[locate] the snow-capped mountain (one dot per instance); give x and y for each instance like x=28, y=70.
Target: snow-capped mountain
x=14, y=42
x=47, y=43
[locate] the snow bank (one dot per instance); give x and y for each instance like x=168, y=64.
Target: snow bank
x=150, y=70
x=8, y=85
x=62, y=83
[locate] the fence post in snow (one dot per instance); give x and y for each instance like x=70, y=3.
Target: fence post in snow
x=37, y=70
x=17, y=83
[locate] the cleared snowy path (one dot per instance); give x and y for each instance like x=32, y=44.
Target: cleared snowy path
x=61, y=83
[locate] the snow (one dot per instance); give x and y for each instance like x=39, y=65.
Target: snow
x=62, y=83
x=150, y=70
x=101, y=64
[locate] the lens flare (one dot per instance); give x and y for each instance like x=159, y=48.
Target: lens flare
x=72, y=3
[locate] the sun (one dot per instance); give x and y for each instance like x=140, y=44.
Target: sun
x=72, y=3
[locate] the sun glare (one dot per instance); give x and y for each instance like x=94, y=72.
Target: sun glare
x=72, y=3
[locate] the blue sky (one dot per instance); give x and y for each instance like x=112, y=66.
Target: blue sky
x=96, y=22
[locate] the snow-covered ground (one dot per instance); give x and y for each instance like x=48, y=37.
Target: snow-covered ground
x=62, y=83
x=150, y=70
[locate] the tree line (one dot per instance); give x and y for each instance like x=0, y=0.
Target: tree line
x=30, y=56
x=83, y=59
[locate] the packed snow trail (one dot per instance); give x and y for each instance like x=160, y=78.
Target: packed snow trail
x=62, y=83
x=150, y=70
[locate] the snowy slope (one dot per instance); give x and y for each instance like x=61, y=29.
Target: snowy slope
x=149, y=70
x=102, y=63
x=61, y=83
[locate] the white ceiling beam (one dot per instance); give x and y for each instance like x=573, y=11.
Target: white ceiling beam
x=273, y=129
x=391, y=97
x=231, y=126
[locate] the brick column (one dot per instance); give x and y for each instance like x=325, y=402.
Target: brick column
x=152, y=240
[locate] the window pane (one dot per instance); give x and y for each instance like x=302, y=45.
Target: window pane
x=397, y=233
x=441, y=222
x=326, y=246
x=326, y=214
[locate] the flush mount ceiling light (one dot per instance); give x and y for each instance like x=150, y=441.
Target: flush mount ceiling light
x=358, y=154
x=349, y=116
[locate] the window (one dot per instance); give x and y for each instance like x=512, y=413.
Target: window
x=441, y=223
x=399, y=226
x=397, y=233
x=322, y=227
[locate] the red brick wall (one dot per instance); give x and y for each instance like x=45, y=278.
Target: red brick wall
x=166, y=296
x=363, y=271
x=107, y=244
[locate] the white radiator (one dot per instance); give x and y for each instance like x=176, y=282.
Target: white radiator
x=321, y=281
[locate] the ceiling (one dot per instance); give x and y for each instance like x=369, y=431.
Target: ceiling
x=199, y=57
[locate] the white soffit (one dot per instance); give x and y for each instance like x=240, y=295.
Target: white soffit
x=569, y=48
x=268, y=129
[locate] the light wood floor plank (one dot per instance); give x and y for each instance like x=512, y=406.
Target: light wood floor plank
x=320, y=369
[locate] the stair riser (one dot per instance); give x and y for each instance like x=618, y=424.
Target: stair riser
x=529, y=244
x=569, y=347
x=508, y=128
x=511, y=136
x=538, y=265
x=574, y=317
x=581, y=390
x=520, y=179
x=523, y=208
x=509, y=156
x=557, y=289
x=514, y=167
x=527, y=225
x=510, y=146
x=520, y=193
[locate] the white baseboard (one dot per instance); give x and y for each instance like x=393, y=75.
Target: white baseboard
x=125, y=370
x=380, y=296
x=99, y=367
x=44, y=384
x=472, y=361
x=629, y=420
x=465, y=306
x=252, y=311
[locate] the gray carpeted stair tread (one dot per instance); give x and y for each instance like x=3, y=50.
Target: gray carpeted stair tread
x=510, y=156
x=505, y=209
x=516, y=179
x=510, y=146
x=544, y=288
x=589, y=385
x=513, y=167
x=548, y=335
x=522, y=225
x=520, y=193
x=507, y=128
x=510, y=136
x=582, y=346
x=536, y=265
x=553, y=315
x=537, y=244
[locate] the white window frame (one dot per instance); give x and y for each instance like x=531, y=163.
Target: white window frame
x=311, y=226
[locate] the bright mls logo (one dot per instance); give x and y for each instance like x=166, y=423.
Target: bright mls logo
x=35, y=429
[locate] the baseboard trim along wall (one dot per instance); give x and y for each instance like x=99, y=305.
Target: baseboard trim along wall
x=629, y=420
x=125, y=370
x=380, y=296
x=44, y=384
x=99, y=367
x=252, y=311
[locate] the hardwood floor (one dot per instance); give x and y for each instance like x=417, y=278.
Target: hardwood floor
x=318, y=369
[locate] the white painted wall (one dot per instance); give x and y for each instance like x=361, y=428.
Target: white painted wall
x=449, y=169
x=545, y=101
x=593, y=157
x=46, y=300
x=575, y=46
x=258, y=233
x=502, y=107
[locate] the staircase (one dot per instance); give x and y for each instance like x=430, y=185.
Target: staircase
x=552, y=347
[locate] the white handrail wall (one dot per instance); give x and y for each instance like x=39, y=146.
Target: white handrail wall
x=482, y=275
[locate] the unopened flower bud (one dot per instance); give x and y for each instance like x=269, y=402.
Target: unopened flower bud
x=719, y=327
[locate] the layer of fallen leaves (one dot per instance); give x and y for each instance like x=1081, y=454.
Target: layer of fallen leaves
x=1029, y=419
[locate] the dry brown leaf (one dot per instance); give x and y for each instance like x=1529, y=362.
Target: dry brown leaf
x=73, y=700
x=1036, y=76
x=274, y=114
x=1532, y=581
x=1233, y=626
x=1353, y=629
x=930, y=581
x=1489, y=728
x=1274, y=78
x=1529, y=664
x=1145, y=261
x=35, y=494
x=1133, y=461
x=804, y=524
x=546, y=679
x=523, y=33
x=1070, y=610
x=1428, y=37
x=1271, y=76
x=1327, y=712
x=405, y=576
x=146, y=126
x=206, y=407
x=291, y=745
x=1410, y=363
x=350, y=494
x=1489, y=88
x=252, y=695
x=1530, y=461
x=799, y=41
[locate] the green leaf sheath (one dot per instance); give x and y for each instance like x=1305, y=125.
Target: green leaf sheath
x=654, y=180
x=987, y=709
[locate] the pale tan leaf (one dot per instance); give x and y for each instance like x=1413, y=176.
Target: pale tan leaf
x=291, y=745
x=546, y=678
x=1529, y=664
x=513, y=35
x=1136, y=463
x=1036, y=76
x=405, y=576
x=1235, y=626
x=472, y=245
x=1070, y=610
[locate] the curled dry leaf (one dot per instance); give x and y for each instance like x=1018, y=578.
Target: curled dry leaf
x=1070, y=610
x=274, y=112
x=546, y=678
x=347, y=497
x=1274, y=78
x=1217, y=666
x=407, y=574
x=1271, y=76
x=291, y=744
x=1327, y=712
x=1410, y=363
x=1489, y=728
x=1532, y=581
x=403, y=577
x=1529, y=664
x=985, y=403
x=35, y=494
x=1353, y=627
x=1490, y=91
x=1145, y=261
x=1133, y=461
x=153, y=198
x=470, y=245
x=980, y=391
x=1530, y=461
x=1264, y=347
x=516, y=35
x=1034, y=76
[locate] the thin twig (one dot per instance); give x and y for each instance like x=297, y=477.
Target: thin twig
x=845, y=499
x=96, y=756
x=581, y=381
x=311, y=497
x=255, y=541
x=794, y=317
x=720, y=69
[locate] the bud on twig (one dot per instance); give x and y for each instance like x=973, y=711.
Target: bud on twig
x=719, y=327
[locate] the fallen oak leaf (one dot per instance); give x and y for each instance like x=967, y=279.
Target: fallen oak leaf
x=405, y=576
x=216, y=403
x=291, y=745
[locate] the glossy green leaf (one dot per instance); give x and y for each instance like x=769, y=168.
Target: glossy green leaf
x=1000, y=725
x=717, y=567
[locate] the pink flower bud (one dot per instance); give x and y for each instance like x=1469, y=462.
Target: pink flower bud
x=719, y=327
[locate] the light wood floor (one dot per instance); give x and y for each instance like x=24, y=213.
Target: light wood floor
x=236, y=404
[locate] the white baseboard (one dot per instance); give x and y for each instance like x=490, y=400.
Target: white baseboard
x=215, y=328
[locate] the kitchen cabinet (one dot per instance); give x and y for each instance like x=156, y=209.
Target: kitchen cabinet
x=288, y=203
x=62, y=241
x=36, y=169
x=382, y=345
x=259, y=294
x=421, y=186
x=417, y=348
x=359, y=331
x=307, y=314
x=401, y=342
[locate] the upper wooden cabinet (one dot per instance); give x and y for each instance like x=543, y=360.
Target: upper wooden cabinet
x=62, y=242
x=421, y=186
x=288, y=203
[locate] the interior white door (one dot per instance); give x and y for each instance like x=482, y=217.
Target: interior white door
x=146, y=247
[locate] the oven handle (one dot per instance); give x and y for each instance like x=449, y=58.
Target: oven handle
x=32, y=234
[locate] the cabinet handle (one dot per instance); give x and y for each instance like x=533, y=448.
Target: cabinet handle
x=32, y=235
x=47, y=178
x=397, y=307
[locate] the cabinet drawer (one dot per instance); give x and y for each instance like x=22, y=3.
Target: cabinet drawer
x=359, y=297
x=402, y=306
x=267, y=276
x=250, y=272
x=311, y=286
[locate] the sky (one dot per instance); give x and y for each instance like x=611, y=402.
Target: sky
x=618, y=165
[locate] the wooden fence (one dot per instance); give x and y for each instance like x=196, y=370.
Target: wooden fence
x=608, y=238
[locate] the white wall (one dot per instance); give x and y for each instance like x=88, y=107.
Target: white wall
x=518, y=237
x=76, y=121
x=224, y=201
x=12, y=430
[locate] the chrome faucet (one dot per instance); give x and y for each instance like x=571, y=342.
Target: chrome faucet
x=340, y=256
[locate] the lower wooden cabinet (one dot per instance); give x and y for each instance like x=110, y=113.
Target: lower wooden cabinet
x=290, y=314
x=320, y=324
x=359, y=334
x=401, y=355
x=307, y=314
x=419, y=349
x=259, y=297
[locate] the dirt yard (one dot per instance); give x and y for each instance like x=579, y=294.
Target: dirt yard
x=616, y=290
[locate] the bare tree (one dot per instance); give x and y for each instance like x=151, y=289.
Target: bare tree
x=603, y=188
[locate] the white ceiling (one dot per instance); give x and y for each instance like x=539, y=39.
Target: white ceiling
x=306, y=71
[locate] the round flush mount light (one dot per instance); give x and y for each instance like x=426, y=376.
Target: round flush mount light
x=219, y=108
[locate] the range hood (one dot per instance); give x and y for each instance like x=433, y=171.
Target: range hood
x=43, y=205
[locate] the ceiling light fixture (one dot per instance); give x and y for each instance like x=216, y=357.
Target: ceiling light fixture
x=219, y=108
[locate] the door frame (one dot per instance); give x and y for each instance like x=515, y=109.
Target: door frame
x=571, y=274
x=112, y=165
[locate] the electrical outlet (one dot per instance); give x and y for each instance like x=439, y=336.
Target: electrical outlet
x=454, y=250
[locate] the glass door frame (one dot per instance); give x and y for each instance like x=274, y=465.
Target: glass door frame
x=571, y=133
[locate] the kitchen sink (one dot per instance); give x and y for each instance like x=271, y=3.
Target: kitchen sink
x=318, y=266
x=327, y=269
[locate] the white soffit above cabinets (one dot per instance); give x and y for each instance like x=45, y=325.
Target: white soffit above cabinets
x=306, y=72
^^^^
* Exercise *
Reproduce, character for character, the stretch of the items above that starts with the line containing "[locate] the range" and ends with the line containing "x=112, y=165", including both of those lines.

* Solution for this task *
[locate] the range hood (one dot per instance); give x and y for each instance like x=433, y=171.
Target: range hood
x=43, y=205
[locate] the ceiling light fixture (one dot per instance); give x and y for each instance like x=216, y=357.
Target: ceiling light fixture
x=219, y=108
[locate] the door frame (one dot per instance); give x and y for each instance like x=515, y=109.
Target: door frame
x=571, y=274
x=112, y=165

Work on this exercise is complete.